**Task objective**
Reproduce the line that contains "Exercise. Put one marker on every instance of the blue jeans" and every line after it through the end of the records, exactly, with nothing added.

============

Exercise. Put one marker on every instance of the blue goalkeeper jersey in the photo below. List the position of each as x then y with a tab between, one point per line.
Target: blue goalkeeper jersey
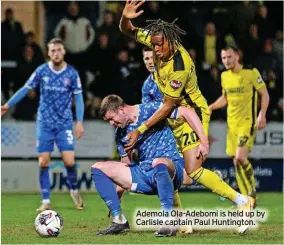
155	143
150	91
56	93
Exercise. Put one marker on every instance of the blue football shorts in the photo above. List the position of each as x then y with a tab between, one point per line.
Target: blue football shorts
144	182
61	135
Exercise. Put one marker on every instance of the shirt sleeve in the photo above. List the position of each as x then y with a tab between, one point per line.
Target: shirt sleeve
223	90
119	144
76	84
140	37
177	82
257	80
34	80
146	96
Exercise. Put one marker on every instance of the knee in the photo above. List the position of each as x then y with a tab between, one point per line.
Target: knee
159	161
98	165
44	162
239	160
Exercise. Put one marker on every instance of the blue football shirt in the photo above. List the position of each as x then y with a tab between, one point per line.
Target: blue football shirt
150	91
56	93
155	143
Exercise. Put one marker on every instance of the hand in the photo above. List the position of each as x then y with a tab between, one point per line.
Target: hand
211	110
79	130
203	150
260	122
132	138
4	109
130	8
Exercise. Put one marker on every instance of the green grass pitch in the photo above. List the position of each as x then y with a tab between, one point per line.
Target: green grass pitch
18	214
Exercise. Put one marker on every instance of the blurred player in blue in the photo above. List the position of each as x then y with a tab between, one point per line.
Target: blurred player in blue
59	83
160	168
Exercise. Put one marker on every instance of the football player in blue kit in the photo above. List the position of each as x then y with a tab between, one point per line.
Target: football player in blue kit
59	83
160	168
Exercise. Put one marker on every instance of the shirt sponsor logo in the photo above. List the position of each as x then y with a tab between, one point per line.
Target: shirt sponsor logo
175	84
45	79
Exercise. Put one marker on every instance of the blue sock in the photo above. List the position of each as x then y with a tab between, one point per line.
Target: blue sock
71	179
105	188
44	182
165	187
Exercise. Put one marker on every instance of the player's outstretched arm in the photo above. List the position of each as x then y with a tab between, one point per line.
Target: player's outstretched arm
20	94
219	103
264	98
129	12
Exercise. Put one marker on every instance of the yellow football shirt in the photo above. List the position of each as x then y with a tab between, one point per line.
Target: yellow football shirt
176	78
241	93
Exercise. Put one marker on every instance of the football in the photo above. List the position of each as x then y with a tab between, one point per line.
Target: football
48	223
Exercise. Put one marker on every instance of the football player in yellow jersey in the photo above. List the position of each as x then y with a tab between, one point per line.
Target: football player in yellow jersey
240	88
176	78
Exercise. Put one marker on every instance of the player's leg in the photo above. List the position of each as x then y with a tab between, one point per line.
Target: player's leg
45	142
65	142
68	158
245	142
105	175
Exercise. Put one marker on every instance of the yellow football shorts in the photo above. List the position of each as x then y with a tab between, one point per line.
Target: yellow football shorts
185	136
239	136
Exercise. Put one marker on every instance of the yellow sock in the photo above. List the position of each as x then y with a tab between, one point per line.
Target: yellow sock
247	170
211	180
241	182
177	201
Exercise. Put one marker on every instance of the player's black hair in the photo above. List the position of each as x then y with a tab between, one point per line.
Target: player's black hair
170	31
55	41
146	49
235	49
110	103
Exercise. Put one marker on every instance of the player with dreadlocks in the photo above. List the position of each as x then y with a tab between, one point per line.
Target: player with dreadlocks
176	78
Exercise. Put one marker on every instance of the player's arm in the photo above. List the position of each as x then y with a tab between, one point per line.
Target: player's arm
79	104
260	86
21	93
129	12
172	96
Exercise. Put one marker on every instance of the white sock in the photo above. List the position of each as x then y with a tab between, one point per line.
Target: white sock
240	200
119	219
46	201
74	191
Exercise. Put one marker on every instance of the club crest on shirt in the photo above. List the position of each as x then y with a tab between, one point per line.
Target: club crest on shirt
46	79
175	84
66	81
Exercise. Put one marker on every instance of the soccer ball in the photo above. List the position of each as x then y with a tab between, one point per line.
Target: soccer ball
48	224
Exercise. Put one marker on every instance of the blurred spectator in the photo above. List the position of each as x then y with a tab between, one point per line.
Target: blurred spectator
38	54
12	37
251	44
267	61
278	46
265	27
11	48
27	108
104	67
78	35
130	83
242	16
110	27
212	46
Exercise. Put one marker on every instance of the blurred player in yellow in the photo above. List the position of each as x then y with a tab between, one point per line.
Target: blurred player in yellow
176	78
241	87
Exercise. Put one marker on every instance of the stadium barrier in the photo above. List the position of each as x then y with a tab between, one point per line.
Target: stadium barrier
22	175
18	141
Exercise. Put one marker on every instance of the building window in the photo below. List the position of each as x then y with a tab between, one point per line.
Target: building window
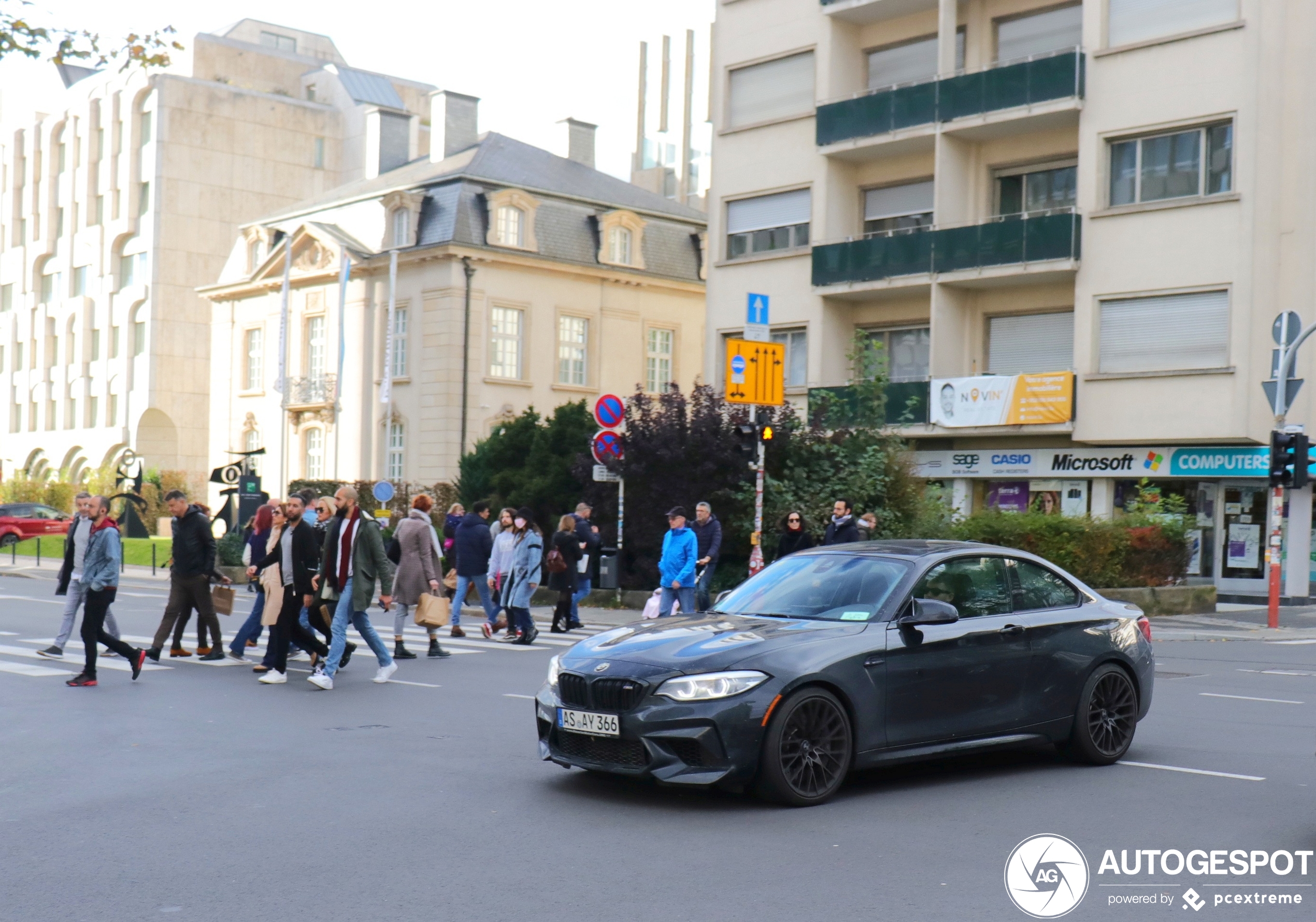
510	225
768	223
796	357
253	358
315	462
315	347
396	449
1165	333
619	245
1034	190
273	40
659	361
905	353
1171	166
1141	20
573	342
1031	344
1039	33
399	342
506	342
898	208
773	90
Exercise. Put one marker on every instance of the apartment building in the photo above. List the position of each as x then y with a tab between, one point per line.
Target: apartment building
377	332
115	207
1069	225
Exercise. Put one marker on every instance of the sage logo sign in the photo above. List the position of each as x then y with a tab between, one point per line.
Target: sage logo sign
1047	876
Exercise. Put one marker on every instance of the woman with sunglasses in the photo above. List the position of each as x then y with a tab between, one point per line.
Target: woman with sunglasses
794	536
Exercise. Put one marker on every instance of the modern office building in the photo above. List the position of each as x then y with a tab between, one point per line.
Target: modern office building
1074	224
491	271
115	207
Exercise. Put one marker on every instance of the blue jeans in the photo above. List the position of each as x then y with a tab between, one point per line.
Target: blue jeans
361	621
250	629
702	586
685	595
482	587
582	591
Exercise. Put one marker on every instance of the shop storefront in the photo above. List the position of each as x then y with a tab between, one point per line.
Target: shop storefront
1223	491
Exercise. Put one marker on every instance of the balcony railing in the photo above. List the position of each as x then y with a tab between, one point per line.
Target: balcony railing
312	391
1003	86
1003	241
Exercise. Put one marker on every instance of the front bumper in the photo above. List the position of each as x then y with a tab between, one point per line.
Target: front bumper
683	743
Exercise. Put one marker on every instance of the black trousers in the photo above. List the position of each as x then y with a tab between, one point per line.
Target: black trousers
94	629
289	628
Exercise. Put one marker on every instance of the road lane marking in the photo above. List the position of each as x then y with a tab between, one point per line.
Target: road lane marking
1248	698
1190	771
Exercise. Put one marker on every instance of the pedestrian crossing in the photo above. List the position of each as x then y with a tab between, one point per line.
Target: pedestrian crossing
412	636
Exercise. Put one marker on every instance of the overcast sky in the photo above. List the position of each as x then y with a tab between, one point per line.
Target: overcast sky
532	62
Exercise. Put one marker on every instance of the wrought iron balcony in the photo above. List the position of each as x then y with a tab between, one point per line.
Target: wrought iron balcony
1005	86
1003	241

============

**Final answer**
Exercise. Put one marker on every instance of the blue jeans in the photo above. List the position of each as x then y with a tab between, one point per line.
Target: blue jeans
361	621
250	629
702	586
685	595
482	587
582	591
Exercise. Put one marker on every instance of the shop storefront in the photo above. List the position of each as x then y with a tab between, one point per line.
Target: shop storefront
1223	491
Exercise. Put one marker on every instance of the balcony railing in the photo above. List the position of each as x then y with a tab between, one point per line.
Target: balcony railing
312	391
1003	86
1003	241
Exercise. Put one marker on every instance of the front bumper in the photo above. List the position of each as x then y with a tab between, one point per line.
Target: front bumper
683	743
Exercise. Put one marker on every instance of the black trousers in the photo above. List the position of each as x then y with a tab between, one point per line.
Target: black trousers
94	629
289	628
Exercise. Put one marker on every instance of the road lane marking in the photo above. List the position of each as x then y with a tab between, one point per line.
Target: road lane marking
1248	698
1190	771
Exercise. Put one marker on every instance of the pedestrian crossing in the photo above. List the position of each as x then y with a tab between, one point per line.
Target: pedestrian crossing
412	636
Exercise. Put one marker on every instance of the overcast sky in the photo above. List the position of each as x then y with a tab between, one point per line.
Target: overcast sky
532	62
Exercise. Put one marker on every instance of the wrought iron balcony in the photo above. List the position of each as x then y with a tab between, one point per line.
Target: wrought iron balcony
1005	86
1003	241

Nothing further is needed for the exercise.